▶ [PROBLEM TO SOLVE] Copy all of the records below word for word, and leave the pictures out.

▶ [DATASET RECORDS]

## Begin

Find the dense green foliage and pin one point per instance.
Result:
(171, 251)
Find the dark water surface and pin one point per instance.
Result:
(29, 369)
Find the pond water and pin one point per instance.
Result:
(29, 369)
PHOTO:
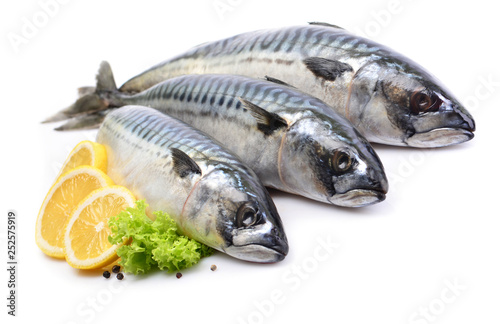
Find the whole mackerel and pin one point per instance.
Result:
(213, 197)
(389, 98)
(293, 142)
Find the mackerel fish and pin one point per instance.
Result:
(213, 197)
(389, 98)
(293, 142)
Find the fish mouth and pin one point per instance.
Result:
(357, 198)
(259, 253)
(440, 137)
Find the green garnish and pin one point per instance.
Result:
(154, 244)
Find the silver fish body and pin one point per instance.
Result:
(389, 98)
(213, 197)
(294, 142)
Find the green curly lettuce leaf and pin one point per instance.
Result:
(154, 244)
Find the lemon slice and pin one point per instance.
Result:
(85, 153)
(62, 198)
(86, 235)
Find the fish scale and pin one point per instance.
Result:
(213, 197)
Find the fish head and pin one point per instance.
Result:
(331, 162)
(406, 106)
(234, 213)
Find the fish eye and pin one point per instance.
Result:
(341, 161)
(422, 102)
(248, 215)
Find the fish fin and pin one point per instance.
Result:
(267, 122)
(92, 99)
(278, 81)
(319, 23)
(105, 79)
(327, 69)
(183, 164)
(84, 105)
(91, 121)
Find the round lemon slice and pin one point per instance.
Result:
(86, 242)
(64, 195)
(85, 153)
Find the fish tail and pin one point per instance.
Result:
(90, 108)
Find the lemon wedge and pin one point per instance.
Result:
(64, 195)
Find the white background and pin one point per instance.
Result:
(393, 262)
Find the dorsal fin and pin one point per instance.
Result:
(327, 69)
(277, 81)
(267, 122)
(183, 164)
(318, 23)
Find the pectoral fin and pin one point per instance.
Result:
(183, 164)
(278, 81)
(325, 68)
(267, 122)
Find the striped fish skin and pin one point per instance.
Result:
(388, 97)
(317, 154)
(213, 197)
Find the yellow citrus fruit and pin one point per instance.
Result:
(86, 153)
(86, 235)
(64, 195)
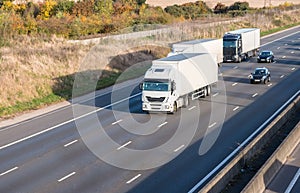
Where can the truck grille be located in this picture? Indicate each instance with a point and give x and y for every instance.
(151, 99)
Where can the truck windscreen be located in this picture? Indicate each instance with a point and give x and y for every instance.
(156, 86)
(229, 44)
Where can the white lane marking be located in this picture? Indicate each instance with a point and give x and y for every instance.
(68, 144)
(254, 95)
(66, 177)
(242, 145)
(64, 123)
(116, 122)
(191, 108)
(216, 94)
(133, 179)
(212, 125)
(159, 126)
(236, 108)
(122, 146)
(8, 171)
(179, 148)
(293, 182)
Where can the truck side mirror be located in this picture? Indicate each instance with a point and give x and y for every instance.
(173, 86)
(141, 86)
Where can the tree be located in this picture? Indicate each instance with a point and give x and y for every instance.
(104, 7)
(220, 8)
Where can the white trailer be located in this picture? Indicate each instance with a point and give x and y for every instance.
(241, 44)
(211, 46)
(172, 81)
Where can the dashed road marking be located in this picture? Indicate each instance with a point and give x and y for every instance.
(68, 144)
(254, 95)
(191, 108)
(293, 182)
(122, 146)
(216, 94)
(116, 122)
(159, 126)
(179, 148)
(66, 177)
(133, 179)
(236, 108)
(9, 171)
(212, 125)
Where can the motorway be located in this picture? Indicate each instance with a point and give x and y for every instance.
(58, 152)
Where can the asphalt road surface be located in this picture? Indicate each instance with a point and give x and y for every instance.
(58, 152)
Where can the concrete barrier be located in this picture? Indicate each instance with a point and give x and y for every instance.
(218, 183)
(267, 172)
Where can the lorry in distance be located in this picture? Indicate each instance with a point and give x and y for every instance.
(240, 44)
(212, 46)
(173, 81)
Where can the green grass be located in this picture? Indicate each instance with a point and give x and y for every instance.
(135, 72)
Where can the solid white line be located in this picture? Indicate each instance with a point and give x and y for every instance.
(216, 94)
(67, 176)
(191, 108)
(134, 178)
(212, 125)
(254, 95)
(293, 182)
(64, 123)
(122, 146)
(68, 144)
(179, 148)
(8, 171)
(159, 126)
(238, 149)
(117, 122)
(236, 108)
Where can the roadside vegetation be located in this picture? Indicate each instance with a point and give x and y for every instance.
(38, 64)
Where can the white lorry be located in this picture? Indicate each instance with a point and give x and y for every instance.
(240, 44)
(211, 46)
(172, 81)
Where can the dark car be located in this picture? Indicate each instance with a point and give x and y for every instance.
(260, 75)
(265, 56)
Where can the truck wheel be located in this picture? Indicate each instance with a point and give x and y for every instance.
(208, 90)
(186, 101)
(174, 107)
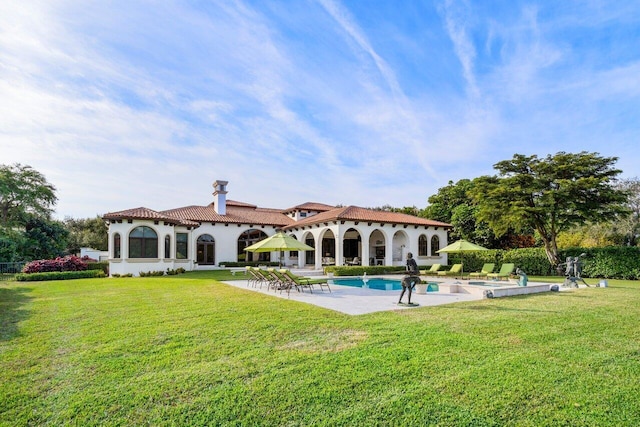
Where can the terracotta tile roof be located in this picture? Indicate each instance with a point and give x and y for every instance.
(243, 213)
(141, 213)
(235, 215)
(355, 213)
(311, 206)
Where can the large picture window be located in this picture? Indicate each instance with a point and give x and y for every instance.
(435, 245)
(116, 245)
(181, 246)
(422, 245)
(143, 243)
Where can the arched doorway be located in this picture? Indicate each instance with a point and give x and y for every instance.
(206, 250)
(352, 247)
(399, 243)
(328, 248)
(309, 255)
(377, 248)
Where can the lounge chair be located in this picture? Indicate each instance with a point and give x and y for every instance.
(486, 269)
(505, 271)
(306, 281)
(454, 271)
(265, 277)
(434, 269)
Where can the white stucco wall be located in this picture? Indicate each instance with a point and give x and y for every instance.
(396, 239)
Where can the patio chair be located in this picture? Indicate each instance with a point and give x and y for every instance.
(254, 278)
(486, 269)
(307, 281)
(454, 271)
(279, 282)
(434, 269)
(505, 272)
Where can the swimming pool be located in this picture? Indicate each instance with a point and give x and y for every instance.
(373, 283)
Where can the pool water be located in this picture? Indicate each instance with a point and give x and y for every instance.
(373, 283)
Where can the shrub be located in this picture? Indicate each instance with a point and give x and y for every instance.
(171, 272)
(59, 275)
(151, 273)
(98, 265)
(68, 263)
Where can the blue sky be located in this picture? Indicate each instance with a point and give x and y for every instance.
(129, 103)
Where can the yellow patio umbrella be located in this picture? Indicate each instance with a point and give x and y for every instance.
(461, 246)
(278, 242)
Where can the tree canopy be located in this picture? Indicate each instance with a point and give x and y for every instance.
(550, 194)
(454, 205)
(24, 192)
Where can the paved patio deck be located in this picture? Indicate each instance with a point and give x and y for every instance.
(354, 301)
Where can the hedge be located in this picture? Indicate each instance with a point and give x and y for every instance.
(615, 262)
(99, 265)
(60, 275)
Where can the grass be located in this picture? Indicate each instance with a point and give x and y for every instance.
(189, 350)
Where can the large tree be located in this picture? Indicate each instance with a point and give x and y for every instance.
(24, 193)
(89, 232)
(453, 204)
(549, 194)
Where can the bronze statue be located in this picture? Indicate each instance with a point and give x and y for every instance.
(411, 279)
(573, 271)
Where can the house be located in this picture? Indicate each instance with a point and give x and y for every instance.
(205, 237)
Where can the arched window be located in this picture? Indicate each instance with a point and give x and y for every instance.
(422, 245)
(206, 250)
(143, 243)
(435, 245)
(116, 245)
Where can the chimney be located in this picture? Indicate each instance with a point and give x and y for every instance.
(220, 197)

## End

▶ [EXERCISE RESPONSE]
Find the dense green foliage and pin one point per instance.
Result:
(171, 251)
Find the dark water surface and pin one point per instance.
Result:
(29, 369)
Find the pond water and pin one point per instance.
Result:
(29, 369)
PHOTO:
Find the whole mackerel and pin one point per instance.
Result:
(213, 197)
(389, 98)
(293, 142)
Find the mackerel fish and pin one point per instance.
Result:
(213, 197)
(389, 98)
(293, 142)
Find the fish mouth and pin one point per instance.
Result:
(357, 198)
(259, 253)
(440, 137)
Find the green garnish and pin one point per instance.
Result:
(154, 244)
Find the silver fish body and pin one point per instance.
Result:
(389, 98)
(213, 197)
(294, 142)
Find the green curly lettuce leaf and pin one point per instance.
Result:
(154, 244)
Find the lemon slice and pin one point per instance.
Result:
(85, 153)
(62, 198)
(86, 235)
Find the fish scale and pin one point per instance.
Result:
(213, 197)
Find the fish head and pin one point per instance.
Result:
(331, 162)
(406, 106)
(234, 213)
Find the fish eye and pin one point per instance.
Result:
(341, 161)
(422, 102)
(248, 215)
Find the fish fin and pin one point per instance.
Result:
(267, 122)
(92, 99)
(278, 81)
(319, 23)
(105, 79)
(327, 69)
(183, 164)
(84, 105)
(91, 121)
Find the round lemon slice and pin one point per instance.
Result:
(86, 242)
(64, 195)
(85, 153)
Find the fish tail and pin one point per instance.
Result:
(90, 108)
Find the lemon wedge and pin one point per instance.
Result:
(64, 195)
Find the white background and pin one point per instance.
Result:
(393, 262)
Find the dorsal fin and pin one point per instance.
Result:
(327, 69)
(277, 81)
(267, 122)
(183, 164)
(318, 23)
Find the pectoral fin and pin one point per instance.
Result:
(183, 164)
(278, 81)
(325, 68)
(267, 122)
Find the striped fish skin and pin one point per instance.
Result:
(388, 97)
(317, 154)
(213, 197)
Find the yellow citrus fruit and pin one point per instance.
Result:
(86, 153)
(86, 235)
(64, 195)
Where can the truck grille be located in this picture? Indicate each instance with a point and give x and y for every instance.
(151, 99)
Where can the truck windscreen be located in this picture? Indicate each instance with a point and give x and y for every instance.
(156, 86)
(229, 44)
Where can the white lane marking be located in this picture? Indicate each instance with a point and give x and y for every instance.
(68, 144)
(254, 95)
(66, 177)
(242, 145)
(64, 123)
(116, 122)
(191, 108)
(216, 94)
(133, 179)
(212, 125)
(159, 126)
(236, 108)
(122, 146)
(8, 171)
(179, 148)
(293, 182)
Where can the truck side mirror be located in this picture? Indicate each instance with a point and give x and y for every instance.
(173, 86)
(141, 86)
Where can the tree be located in this picture? Indicate each instance with a point and give x and y for every instance.
(104, 7)
(220, 8)
Where can the white trailer be located in this picture? Indicate each instance with a point and give x and y for every instance.
(241, 44)
(211, 46)
(172, 81)
Where can the dashed road marking be located in this picture? Indicate each instance with a point and give x and y for every instance.
(68, 144)
(254, 95)
(191, 108)
(293, 182)
(122, 146)
(216, 94)
(116, 122)
(159, 126)
(179, 148)
(66, 177)
(133, 179)
(236, 108)
(9, 171)
(212, 125)
Where can the motorway be located in this picture? Indicate each instance with a point and give x and y for every instance.
(58, 152)
Where can the asphalt road surface be located in this picture? Indicate each instance with a point and give x and y for every instance.
(58, 152)
Where can the concrete barrier be located in this picture? Indicate each instance with a point and give x and y for every instance.
(218, 183)
(267, 172)
Where can the lorry in distance be located in this picture? Indicate each instance with a point and give x and y for every instance.
(240, 44)
(212, 46)
(173, 81)
Where can the green grass be located in this picture? Indicate each instance with a point and give x and y for every instance.
(135, 72)
Where can the solid white line be located in this picture? Indicate each instance with a point and give x and y for every instance.
(216, 94)
(67, 176)
(191, 108)
(134, 178)
(212, 125)
(254, 95)
(293, 182)
(64, 123)
(122, 146)
(68, 144)
(179, 148)
(8, 171)
(159, 126)
(238, 149)
(117, 122)
(236, 108)
Where can the roadside vegetation be located in this picture? Indicate each instance with a point and give x and y for every instance.
(38, 64)
Where can the white lorry be located in this picture? Indicate each instance with a point and give x and y for every instance.
(240, 44)
(211, 46)
(172, 81)
Where can the dark car be located in this picture? Indicate each instance with a point and give x and y for every instance.
(260, 75)
(265, 56)
Where can the truck wheel be located in this picture? Indicate each instance with a point and give x and y for every instance.
(208, 90)
(186, 101)
(174, 107)
Where can the terracotta tile roof be located in this picture? Indicate each instance with a point and give x and y for every instance.
(243, 213)
(141, 213)
(235, 215)
(355, 213)
(311, 206)
Where can the large picture window be located in this picture? Indicate each instance with a point and give x and y for every instance.
(435, 245)
(116, 245)
(181, 246)
(422, 245)
(143, 243)
Where can the arched doorway be located in this picture? Indicate each instance with a point and give x and y for every instance.
(206, 250)
(352, 247)
(399, 243)
(328, 248)
(309, 255)
(377, 248)
Where can the lounge chair be located in this picture? Indicate each instance with a point and give x and y for every instance.
(486, 269)
(505, 271)
(306, 281)
(454, 271)
(265, 277)
(434, 269)
Where can the white stucco wall be located in this picture? Indicate each instance with a point and give x and y for every instance.
(396, 239)
Where can the patio chair be located in this picture? Indicate each instance with a point and give x and y for every instance.
(254, 278)
(486, 269)
(307, 281)
(454, 271)
(279, 282)
(434, 269)
(505, 272)
Where can the swimming pool be located in this picture? Indicate each instance with a point and give x and y for every instance.
(373, 283)
Where can the pool water be located in this picture? Indicate each instance with a point and give x and y for every instance.
(373, 283)
Where can the shrub be located in this picture? Indicate each instance with a point and give x and y for every instance.
(171, 272)
(59, 275)
(151, 273)
(98, 265)
(68, 263)
Where can the blue sky be located in this picture? Indicate each instance with a point and give x and y for every instance.
(129, 103)
Where can the yellow patio umbrella be located in this picture? Indicate each instance with a point and give x and y for every instance.
(461, 246)
(278, 242)
Where can the tree canopy be located in this picture? Indicate each instance with a point and give x and y for every instance.
(550, 194)
(454, 205)
(24, 192)
Where can the paved patio deck be located in this picture? Indicate each instance with a point and give x and y for every instance.
(354, 301)
Where can the hedge be located in this picture? Indicate each instance with a point and give x and y for every instance.
(615, 262)
(99, 265)
(60, 275)
Where can the grass be located in this picture? Indicate each instance with a point and give x and y for every instance.
(189, 350)
Where can the large tree be located in this picture? Indicate each instance with a point and give x and y for every instance.
(24, 193)
(89, 232)
(453, 204)
(549, 194)
Where can the bronze statue be located in this picture? Indicate each instance with a point and give x and y for every instance.
(411, 279)
(573, 271)
Where can the house be located in this picture? Indicate each instance with a point and give x and y for every instance.
(205, 237)
Where can the arched window be located in this picture? Indicate each instance with a point and give x and y for every instance.
(422, 245)
(206, 250)
(143, 243)
(435, 245)
(116, 245)
Where can the chimney be located in this picture? Indicate each instance with a point and give x and y for every instance.
(220, 197)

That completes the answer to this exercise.